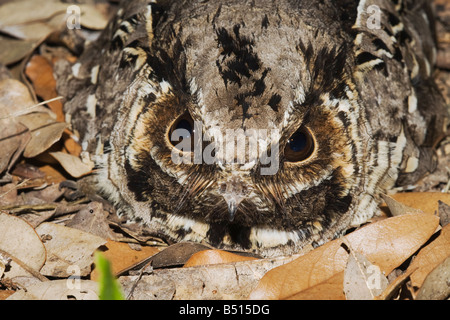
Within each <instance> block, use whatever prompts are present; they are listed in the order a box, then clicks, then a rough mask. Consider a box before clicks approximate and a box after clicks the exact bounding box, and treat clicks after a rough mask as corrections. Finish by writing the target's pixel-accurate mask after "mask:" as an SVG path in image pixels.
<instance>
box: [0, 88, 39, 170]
mask: <svg viewBox="0 0 450 320" xmlns="http://www.w3.org/2000/svg"><path fill="white" fill-rule="evenodd" d="M33 104H34V101H33V99H32V97H31V95H30V93H29V91H28V89H27V88H26V87H25V85H24V84H22V83H21V82H20V81H17V80H13V79H5V80H2V81H0V150H2V152H1V153H0V173H1V172H3V171H4V170H5V169H7V168H8V169H10V168H11V166H12V164H13V163H14V162H15V160H17V158H18V156H19V155H20V153H21V152H22V151H23V149H24V148H25V146H26V144H27V143H28V141H29V140H30V139H31V134H30V132H29V130H28V128H27V127H26V126H24V125H22V124H20V123H19V122H18V121H16V119H15V115H16V114H20V113H23V112H26V111H27V109H28V108H30V107H31V106H32V105H33Z"/></svg>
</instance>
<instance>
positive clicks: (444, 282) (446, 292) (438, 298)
mask: <svg viewBox="0 0 450 320" xmlns="http://www.w3.org/2000/svg"><path fill="white" fill-rule="evenodd" d="M449 296H450V257H447V258H446V259H445V260H444V261H443V262H442V263H441V264H439V265H438V266H437V267H436V268H434V269H433V271H431V272H430V273H429V274H428V275H427V277H426V278H425V281H424V282H423V284H422V287H420V289H419V291H418V292H417V296H416V300H444V299H448V297H449Z"/></svg>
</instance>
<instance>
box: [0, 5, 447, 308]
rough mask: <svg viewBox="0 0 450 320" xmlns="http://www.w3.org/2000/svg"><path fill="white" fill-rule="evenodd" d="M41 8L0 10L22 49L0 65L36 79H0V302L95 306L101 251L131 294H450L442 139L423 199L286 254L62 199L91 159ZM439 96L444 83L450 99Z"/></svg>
mask: <svg viewBox="0 0 450 320" xmlns="http://www.w3.org/2000/svg"><path fill="white" fill-rule="evenodd" d="M436 1H437V2H439V1H440V0H436ZM47 5H50V6H51V9H49V10H38V11H35V12H33V16H32V17H31V16H29V17H27V16H24V15H21V17H19V18H17V19H15V18H14V17H6V13H7V12H21V11H22V12H24V10H21V11H20V10H17V8H20V7H21V6H27V0H21V1H14V2H9V3H7V4H6V5H1V6H0V21H2V23H0V30H1V31H2V32H3V33H4V34H8V35H9V37H7V38H6V39H4V38H0V43H8V46H14V47H15V48H17V51H15V52H14V51H13V50H11V51H10V52H8V54H0V63H3V64H7V65H10V64H14V63H17V62H18V61H19V62H20V61H22V66H23V69H22V74H23V75H24V76H25V77H26V78H27V79H26V80H27V81H30V84H31V87H30V88H29V87H27V86H26V85H25V84H23V83H22V82H21V81H18V80H15V79H11V74H9V73H3V74H1V75H0V76H1V77H0V79H2V80H1V81H0V148H1V150H2V153H1V154H0V293H1V295H0V297H3V298H8V299H11V300H12V299H79V300H82V299H98V297H99V295H98V292H99V291H98V284H97V282H96V281H95V280H96V279H98V271H97V270H96V267H95V265H94V264H93V263H94V253H95V252H99V251H101V252H102V254H103V255H104V257H105V258H106V259H108V260H109V261H110V263H111V270H112V272H113V273H114V274H115V275H116V277H117V278H118V280H119V283H120V284H121V286H122V289H123V292H124V294H125V296H127V297H128V298H129V299H446V298H448V297H449V294H450V293H449V286H448V283H450V280H449V273H450V272H449V256H450V252H449V248H450V239H449V234H450V231H449V227H448V221H449V218H448V217H449V211H450V210H449V206H448V205H449V204H450V195H449V194H448V193H447V191H448V188H449V175H450V171H449V170H448V166H449V163H448V158H449V155H450V148H449V147H448V146H449V145H450V141H448V139H447V140H443V142H442V147H441V148H440V149H439V150H438V156H440V159H441V160H440V162H439V163H440V164H439V166H438V170H437V171H438V174H436V175H430V176H427V177H425V178H424V180H423V182H422V184H419V185H418V186H417V187H416V190H418V192H402V193H398V194H396V195H391V196H385V197H384V200H385V202H386V203H385V204H383V205H381V206H380V213H379V216H378V217H376V218H374V219H372V221H370V222H369V223H367V224H366V225H364V226H361V227H360V228H357V229H356V230H353V231H350V232H349V233H348V234H347V235H345V237H342V238H340V239H336V240H333V241H330V242H328V243H326V244H324V245H322V246H320V247H318V248H315V249H312V248H305V250H304V251H302V252H299V253H298V254H296V255H292V256H285V257H277V258H261V257H258V256H253V255H249V254H248V253H242V252H227V251H223V250H216V249H214V248H211V247H210V246H206V245H203V244H197V243H189V242H183V243H176V244H168V243H165V242H163V241H161V240H160V239H157V238H154V237H153V236H151V235H149V234H148V233H147V232H146V229H145V227H143V226H140V225H136V224H133V223H129V222H125V221H121V220H120V219H119V218H118V217H117V216H116V215H115V212H114V209H113V208H112V207H111V206H110V205H107V204H105V203H104V202H103V201H102V200H101V199H92V198H86V197H84V196H74V195H73V193H76V192H73V193H72V194H71V193H70V192H68V189H67V184H61V182H63V181H66V180H68V179H73V180H77V181H82V180H80V178H83V177H86V176H87V177H89V175H90V174H91V173H92V170H93V163H92V161H91V160H90V159H89V157H86V155H83V153H82V152H81V147H80V145H79V144H78V137H77V134H76V133H73V132H71V131H70V126H68V125H67V124H66V123H65V116H64V113H63V108H62V106H63V104H62V100H61V97H59V96H58V94H57V92H56V88H55V79H54V77H53V63H54V62H55V61H56V60H58V59H66V60H68V61H71V62H73V61H74V59H76V57H74V56H73V55H72V53H73V52H74V48H75V47H71V46H70V45H69V42H70V41H69V42H68V40H67V39H66V38H65V39H62V37H66V36H67V29H64V22H65V20H64V19H63V18H64V15H65V14H66V9H67V4H66V3H62V2H61V1H58V0H52V1H50V2H49V1H42V8H44V7H45V6H47ZM108 5H111V4H108ZM7 6H11V7H12V8H15V9H14V10H15V11H10V10H13V9H8V7H7ZM42 8H41V9H42ZM7 9H8V10H7ZM97 9H98V7H96V6H94V5H92V4H91V3H88V4H87V5H86V6H84V5H83V8H82V10H83V12H84V13H83V14H84V17H85V18H84V19H82V20H81V21H83V20H84V23H85V26H84V27H87V28H90V29H92V30H100V29H102V28H103V27H104V24H105V23H106V19H105V15H104V14H102V13H99V11H97ZM25 11H27V10H25ZM107 11H109V9H108V8H106V9H105V8H103V12H107ZM5 12H6V13H5ZM1 17H5V18H1ZM33 28H34V31H33V32H31V31H30V30H33ZM36 31H39V32H36ZM82 32H83V34H84V35H87V34H88V30H86V29H83V30H82ZM94 33H95V32H94ZM94 33H93V34H94ZM72 35H73V34H72ZM58 36H59V37H61V39H60V40H59V41H57V43H58V44H59V45H61V44H64V45H66V46H67V48H62V49H63V50H62V51H61V52H63V53H62V54H61V52H58V54H55V55H54V56H52V52H56V51H54V50H53V49H52V50H53V51H52V50H49V49H48V48H49V47H48V46H47V44H46V42H47V40H46V39H50V38H51V40H52V43H53V44H54V43H55V42H54V41H55V38H57V37H58ZM441 37H442V36H441ZM69 39H72V40H73V38H70V37H69ZM77 43H78V42H77ZM39 47H40V48H42V50H41V52H39V50H35V49H36V48H39ZM75 51H76V50H75ZM64 52H66V53H64ZM71 52H72V53H71ZM440 59H441V60H440V62H441V63H442V64H443V65H445V61H444V62H443V61H442V56H441V58H440ZM0 70H6V69H5V68H2V69H0ZM2 72H3V71H2ZM443 72H444V75H445V70H444V71H443ZM441 75H442V73H441ZM446 79H450V73H448V75H447V78H446ZM446 79H444V80H443V81H450V80H446ZM30 90H31V91H30ZM445 93H446V92H445V87H444V96H445V98H446V99H447V100H446V101H447V102H450V95H448V96H447V95H446V94H445ZM35 97H38V99H39V100H36V99H35ZM449 104H450V103H449ZM424 191H427V192H424ZM429 191H432V192H429ZM439 191H445V192H439ZM11 230H13V231H11ZM93 266H94V267H93Z"/></svg>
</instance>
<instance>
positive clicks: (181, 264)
mask: <svg viewBox="0 0 450 320" xmlns="http://www.w3.org/2000/svg"><path fill="white" fill-rule="evenodd" d="M207 249H211V247H209V246H206V245H204V244H201V243H195V242H178V243H174V244H173V245H171V246H169V247H167V248H164V249H163V250H162V251H161V252H159V253H157V254H155V255H154V256H153V257H152V258H151V265H152V267H153V268H154V269H157V268H164V267H175V266H182V265H184V264H185V263H186V262H187V261H188V260H189V258H190V257H191V256H192V255H193V254H195V253H197V252H200V251H203V250H207ZM148 262H150V261H148Z"/></svg>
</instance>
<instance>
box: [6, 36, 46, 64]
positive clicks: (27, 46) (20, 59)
mask: <svg viewBox="0 0 450 320" xmlns="http://www.w3.org/2000/svg"><path fill="white" fill-rule="evenodd" d="M39 43H40V40H36V39H31V40H20V39H11V38H7V37H4V36H1V35H0V47H1V48H8V50H1V51H0V64H3V65H9V64H13V63H16V62H18V61H20V60H22V59H23V58H25V57H26V56H27V55H29V54H30V53H31V52H32V51H33V50H34V49H35V48H36V46H37V45H38V44H39Z"/></svg>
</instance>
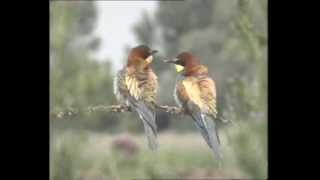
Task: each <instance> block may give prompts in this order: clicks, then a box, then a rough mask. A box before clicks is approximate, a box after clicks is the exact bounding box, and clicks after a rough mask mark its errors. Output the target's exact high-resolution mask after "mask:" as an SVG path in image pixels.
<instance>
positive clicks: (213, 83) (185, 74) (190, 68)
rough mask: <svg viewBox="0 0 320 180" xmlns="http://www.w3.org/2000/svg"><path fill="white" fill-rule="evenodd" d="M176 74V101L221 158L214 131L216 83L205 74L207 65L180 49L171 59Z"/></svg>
mask: <svg viewBox="0 0 320 180" xmlns="http://www.w3.org/2000/svg"><path fill="white" fill-rule="evenodd" d="M165 62H167V63H173V64H175V67H176V70H177V72H178V73H179V76H178V78H177V82H176V87H175V90H174V97H175V101H176V103H177V104H178V105H179V106H180V107H182V108H184V109H185V112H186V113H187V114H188V115H190V116H191V118H192V119H193V120H194V123H195V125H196V127H197V128H198V129H199V130H200V132H201V135H202V136H203V138H204V139H205V141H206V143H207V144H208V146H209V147H210V148H211V149H212V150H213V152H214V154H215V156H216V157H217V158H218V159H219V160H221V159H222V153H221V150H220V139H219V135H218V131H217V124H216V122H217V119H218V118H217V107H216V86H215V82H214V81H213V80H212V79H211V78H210V77H209V76H208V68H207V67H205V66H204V65H201V64H200V62H199V59H198V58H197V57H195V56H194V55H192V54H191V53H189V52H182V53H180V54H179V55H178V56H177V57H176V58H174V59H173V60H165Z"/></svg>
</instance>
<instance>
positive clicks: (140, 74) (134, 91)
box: [125, 72, 158, 100]
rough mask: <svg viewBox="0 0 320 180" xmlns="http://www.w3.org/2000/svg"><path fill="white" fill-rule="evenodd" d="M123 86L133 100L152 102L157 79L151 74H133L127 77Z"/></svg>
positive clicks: (133, 73) (154, 94) (131, 74)
mask: <svg viewBox="0 0 320 180" xmlns="http://www.w3.org/2000/svg"><path fill="white" fill-rule="evenodd" d="M125 84H126V86H127V89H128V91H129V94H130V95H131V96H133V97H134V98H135V99H137V100H139V99H145V100H146V99H150V100H153V99H154V98H155V95H156V91H157V88H158V87H157V86H158V84H157V78H156V76H155V75H154V74H153V73H152V72H145V73H141V72H139V73H133V74H131V75H127V76H126V78H125Z"/></svg>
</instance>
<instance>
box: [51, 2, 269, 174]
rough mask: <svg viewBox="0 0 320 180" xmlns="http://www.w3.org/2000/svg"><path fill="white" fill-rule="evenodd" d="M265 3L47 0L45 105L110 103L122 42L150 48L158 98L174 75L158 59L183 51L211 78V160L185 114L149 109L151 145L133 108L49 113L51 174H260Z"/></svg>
mask: <svg viewBox="0 0 320 180" xmlns="http://www.w3.org/2000/svg"><path fill="white" fill-rule="evenodd" d="M267 39H268V37H267V1H266V0H259V1H256V0H228V1H222V0H198V1H195V0H184V1H131V2H129V1H128V2H126V1H97V2H90V1H50V111H52V112H56V111H61V110H64V109H65V108H68V107H73V108H78V109H85V108H87V107H88V106H94V105H111V104H117V102H116V99H115V96H114V95H113V84H112V80H113V77H114V75H115V72H116V71H117V70H118V69H119V68H121V67H122V66H123V65H124V63H125V62H126V56H127V53H128V49H129V48H131V47H133V46H136V45H138V44H147V45H149V46H150V47H152V48H154V49H157V50H159V53H158V54H157V56H156V57H155V60H154V61H153V62H154V63H153V64H152V67H153V69H154V71H155V72H156V74H157V75H158V79H159V83H160V91H159V102H160V103H161V104H166V105H174V104H175V103H174V100H173V89H174V83H175V77H176V73H175V71H174V69H173V67H171V66H168V65H167V64H165V63H163V62H162V61H161V59H162V58H164V57H175V56H176V55H177V53H178V52H180V51H185V50H188V51H191V52H193V53H194V54H196V55H197V56H198V57H199V58H200V59H201V61H202V63H203V64H205V65H207V66H208V67H209V71H210V75H211V77H213V78H214V79H215V81H216V83H217V88H218V89H217V91H218V108H219V111H220V112H222V114H223V115H224V116H225V117H226V118H227V119H231V120H232V121H234V125H232V126H225V127H220V130H219V133H220V137H221V139H222V148H223V152H224V161H223V164H222V166H221V167H219V166H218V164H217V162H216V160H215V158H214V156H213V155H212V152H211V151H210V149H209V148H208V147H207V145H206V144H205V142H204V140H203V139H202V137H201V135H200V133H199V132H198V130H197V129H196V128H195V127H194V124H193V123H192V120H191V119H190V118H189V117H178V116H172V115H168V114H166V113H163V112H157V124H158V126H159V143H160V149H159V151H158V152H156V153H153V152H151V151H150V150H149V149H148V147H147V142H146V139H145V136H144V131H143V126H142V123H141V122H140V120H139V119H138V116H137V115H136V114H134V113H129V112H128V113H103V112H99V113H98V112H97V113H92V114H90V115H87V114H79V115H78V116H75V117H67V118H62V119H56V118H50V179H52V180H73V179H75V180H104V179H114V180H119V179H133V178H137V179H138V178H182V179H183V178H196V177H223V178H255V179H256V178H266V177H267V166H268V162H267V124H268V123H267V60H268V58H267Z"/></svg>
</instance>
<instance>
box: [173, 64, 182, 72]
mask: <svg viewBox="0 0 320 180" xmlns="http://www.w3.org/2000/svg"><path fill="white" fill-rule="evenodd" d="M175 67H176V71H177V72H181V71H183V69H184V67H183V66H181V65H178V64H175Z"/></svg>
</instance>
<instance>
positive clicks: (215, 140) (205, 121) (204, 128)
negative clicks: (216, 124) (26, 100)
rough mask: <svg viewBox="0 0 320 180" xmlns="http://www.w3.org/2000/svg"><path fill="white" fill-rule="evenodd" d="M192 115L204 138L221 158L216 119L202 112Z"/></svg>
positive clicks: (219, 159)
mask: <svg viewBox="0 0 320 180" xmlns="http://www.w3.org/2000/svg"><path fill="white" fill-rule="evenodd" d="M192 117H193V119H194V120H195V125H196V126H197V127H198V129H199V130H200V132H201V135H202V136H203V138H204V140H205V141H206V143H207V144H208V146H209V147H210V148H211V149H212V150H213V153H214V155H215V156H216V157H217V158H218V159H219V160H221V159H222V152H221V150H220V139H219V135H218V132H217V128H216V124H215V122H214V120H213V119H210V118H208V117H207V116H205V115H204V114H200V113H199V114H198V115H195V114H193V115H192Z"/></svg>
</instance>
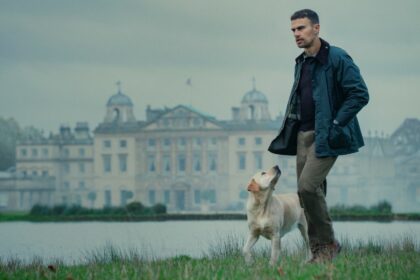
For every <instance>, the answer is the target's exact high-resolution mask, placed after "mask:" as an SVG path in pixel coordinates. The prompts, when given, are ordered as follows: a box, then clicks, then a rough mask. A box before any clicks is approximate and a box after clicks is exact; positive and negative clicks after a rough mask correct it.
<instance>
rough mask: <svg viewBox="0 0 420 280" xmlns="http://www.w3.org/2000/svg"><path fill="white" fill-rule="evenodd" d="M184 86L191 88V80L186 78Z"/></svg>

—————

Activity:
Which lines above contain the word "negative"? Gather every one of them in full.

Solution for this exercise:
negative clicks: (216, 124) (26, 100)
For every <instance>, the answer is the target's exact high-resolution mask, placed after "mask:" as an SVG path in pixel coordinates. The prompts, when given, are ordered as follows: a box, then clicks, then a rough mask. A box before any clicks is approximate and a box after clicks is exact; positive and negative clicks after a rough mask correct it.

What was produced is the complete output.